* START *
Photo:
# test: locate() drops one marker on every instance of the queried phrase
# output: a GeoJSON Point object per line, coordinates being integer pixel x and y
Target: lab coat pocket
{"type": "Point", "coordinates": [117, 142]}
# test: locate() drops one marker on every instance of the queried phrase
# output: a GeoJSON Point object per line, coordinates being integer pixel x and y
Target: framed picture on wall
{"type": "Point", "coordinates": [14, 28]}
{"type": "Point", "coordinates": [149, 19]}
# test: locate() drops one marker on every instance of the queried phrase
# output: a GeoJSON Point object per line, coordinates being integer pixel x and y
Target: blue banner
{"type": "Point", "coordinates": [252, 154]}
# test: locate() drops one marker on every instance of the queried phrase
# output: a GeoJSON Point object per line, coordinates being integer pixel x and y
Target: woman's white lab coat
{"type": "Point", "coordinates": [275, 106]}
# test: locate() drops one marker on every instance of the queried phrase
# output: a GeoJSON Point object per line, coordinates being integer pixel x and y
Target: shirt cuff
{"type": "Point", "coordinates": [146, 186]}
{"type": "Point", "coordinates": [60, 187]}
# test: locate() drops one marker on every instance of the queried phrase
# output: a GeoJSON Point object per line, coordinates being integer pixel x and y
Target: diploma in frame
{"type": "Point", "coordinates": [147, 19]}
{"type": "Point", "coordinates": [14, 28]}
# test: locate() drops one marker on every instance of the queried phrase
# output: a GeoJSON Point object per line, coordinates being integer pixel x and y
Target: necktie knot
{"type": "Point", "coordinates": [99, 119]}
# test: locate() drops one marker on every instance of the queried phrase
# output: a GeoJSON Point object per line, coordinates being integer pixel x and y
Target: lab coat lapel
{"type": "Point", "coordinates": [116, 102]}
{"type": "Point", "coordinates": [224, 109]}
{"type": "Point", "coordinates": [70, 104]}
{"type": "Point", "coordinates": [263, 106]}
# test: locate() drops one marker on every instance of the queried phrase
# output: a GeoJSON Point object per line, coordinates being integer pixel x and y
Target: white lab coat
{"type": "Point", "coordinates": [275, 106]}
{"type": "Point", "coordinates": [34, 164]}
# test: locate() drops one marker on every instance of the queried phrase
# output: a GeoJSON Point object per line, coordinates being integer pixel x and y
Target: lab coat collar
* END *
Restate the data above word for word, please.

REPLY:
Photo:
# test: locate() drops one marker on every instance of the queried phrase
# output: a GeoJSON Point object per line, coordinates being integer pixel x and y
Target: lab coat pocket
{"type": "Point", "coordinates": [117, 142]}
# test: locate() drops one marker on every instance of the queried phrase
# output: a GeoJSON Point object per line, coordinates being integer pixel x and y
Target: framed picture on wall
{"type": "Point", "coordinates": [14, 28]}
{"type": "Point", "coordinates": [149, 19]}
# test: locate() drops one marker on every instance of the queried phrase
# output: a GeoJSON Point object per line, coordinates being integer pixel x and y
Target: blue banner
{"type": "Point", "coordinates": [252, 154]}
# test: locate() drops one marker on every instance of the queried phrase
# output: a GeoJSON Point object per line, coordinates being integer pixel x and y
Target: woman's white lab coat
{"type": "Point", "coordinates": [275, 106]}
# test: locate() drops one marker on every instance of the queried phrase
# output: a GeoJSON Point object per line, coordinates being integer pixel x and y
Target: shirt cuff
{"type": "Point", "coordinates": [146, 186]}
{"type": "Point", "coordinates": [60, 187]}
# test: locate() drops one marker on every instance of the queried phrase
# output: a GeoJSON Point object per line, coordinates being integer pixel x and y
Target: diploma in frame
{"type": "Point", "coordinates": [147, 19]}
{"type": "Point", "coordinates": [14, 28]}
# test: locate() drops one marker on every instance of the queried phrase
# output: a GeoJSON Point object per line, coordinates being integer pixel x and y
Target: necktie knot
{"type": "Point", "coordinates": [99, 119]}
# test: locate() drops one marker on every instance of the queried phrase
# output: a GeoJSON Point object per line, coordinates being integer pixel x and y
Target: lab coat lapel
{"type": "Point", "coordinates": [116, 102]}
{"type": "Point", "coordinates": [224, 109]}
{"type": "Point", "coordinates": [70, 104]}
{"type": "Point", "coordinates": [263, 106]}
# test: locate() drops one marker on every instance of the queried phrase
# output: a GeoJSON Point object per line, coordinates being integer pixel x and y
Target: white lab coat
{"type": "Point", "coordinates": [275, 106]}
{"type": "Point", "coordinates": [34, 164]}
# test: locate() drops one marker on every instance of the queried phrase
# output: a GeoJSON Point object per line, coordinates being integer pixel x and y
Target: lab coat collar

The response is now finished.